Guiding Obama
into Global Make-Believe
The Orwellian concept of
'information warfare' holds that
propaganda can break down
enemies and decide geopolitical
outcomes, a strategy that has
taken hold of the U.S.
government’s approach to
international crises, especially
the Ukraine showdown
By Ray McGovern
March 15, 2015 "ICH"
- "Consortium
News"
- CIA Director John Brennan told
TV host Charlie Rose on Friday
that, on assuming office,
President Barack Obama “did not
have a good deal of experience”
in intelligence-related matters,
adding – with remarkable
condescension – that now “he has
gone to school and understands
the complexities.”
If that’s the
case, I would strongly suggest
that Obama switch
schools. Judging from his
foreign policy team’s inept and
increasingly dangerous actions
regarding Ukraine and the
endless stream of dubious State
Department and senior military
cry-wolf accusations of a
Russian “invasion,” Obama might
be forgiven for being confused
by the “complexities.”
He should
not be
forgiven, though, if he remains
too timid to bench his current
foreign policy team and find
more substantively qualified,
trustworthy advisers without
axes to grind. He is, after all,
President. Has he no managerial
skill … no guts?
This U.S.
pattern of exaggeration – making
scary claims about Ukraine
without releasing supporting
evidence – has even begun to
erode the unity of the NATO
alliance where Germany, in
particular, is openly
criticizing the Obama
administration’s heavy-handed
use of propaganda in its
“information warfare” against
Russia.

Jobs —
1. Reproduce the part of the commentary on Obama's foreign policy team that opens with the words containing "Guiding Obama" and closes with "of the U.S.".
2. In the commentary on Obama's foreign policy team, which NATO country is openly criticizing the Obama administration's use of propaganda against Russia?
3. Go on with the commentary on Obama's foreign policy team, writing on from its last sentence.

Material provided —
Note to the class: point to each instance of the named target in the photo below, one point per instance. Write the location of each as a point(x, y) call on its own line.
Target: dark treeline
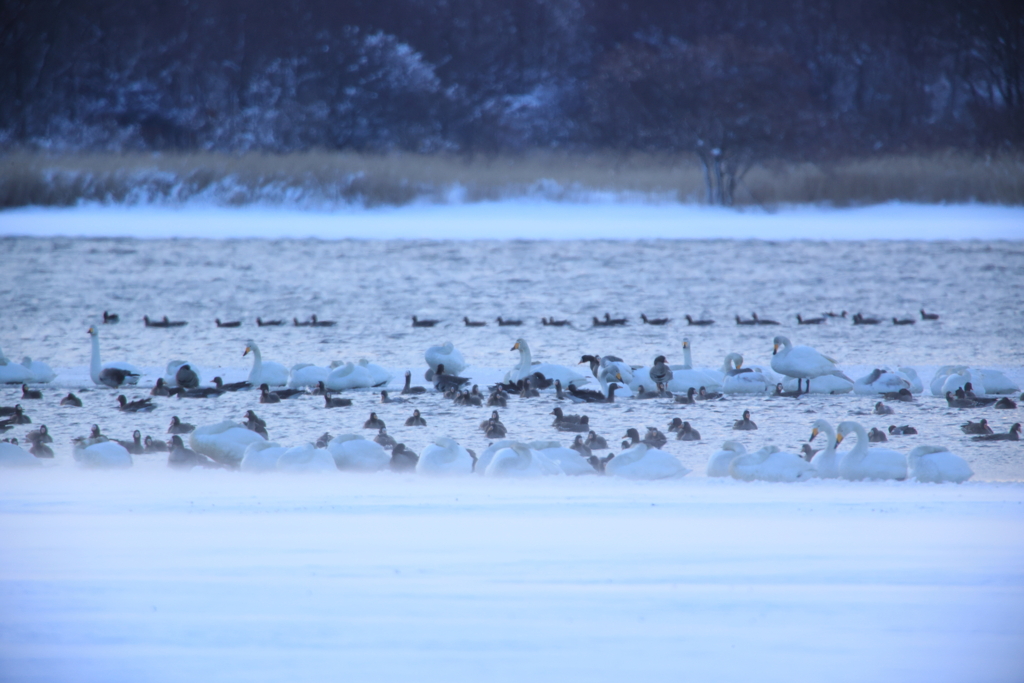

Results of the tasks —
1.
Guiding Obama
into Global Make-Believe
The Orwellian concept of
'information warfare' holds that
propaganda can break down
enemies and decide geopolitical
outcomes, a strategy that has
taken hold of the U.S.

2. Germany

3.
The German
magazine Der Spiegel
has just published a highly
unusual article critical of the
NATO military commander, Air
Force General Philip Breedlove,
entitled “Breedlove’s
Bellicosity: Berlin Alarmed by
Aggressive NATO Stance on
Ukraine.”
It is becoming
clearer day by day that the
Germans are losing patience with
unsupported and alarmist U.S.
statements on Ukraine,
particularly in the current
delicate period when a fledgling
ceasefire in eastern Ukraine
seems to be holding tenuously.
The
Spiegel story was sourced
to German officials who say
Breedlove and his breed are
making stuff up, adding that the
BND (the CIA equivalent in
Germany) “did not share”
Breedlove’s extreme assessment
of Russian actions. Spiegel
continued:
“For months
now, many in the Chancellery
simply shake their heads each
time NATO, under Breedlove’s
leadership, goes public with
striking announcements about
Russian troop or tank movements.
… False claims and exaggerated
accounts, warned a top German
official during a recent meeting
on Ukraine, have put NATO — and
by extension, the entire West
— in danger of losing its
credibility.”
Scaring the Europeans
The Obama
administration’s erratic and
bellicose approach
to Ukraine caused German
Chancellor Angela Merkel and
French President Francois
Hollande to take matters into
their own hands in February to
press for a ceasefire and an
agreement on how to resolve
the crisis politically, rather
than following the U.S. strategy
of having the regime in
Kiev escalate its
“anti-terrorist operation”
against ethnic Russian rebels in
the east who are supported by
Moscow.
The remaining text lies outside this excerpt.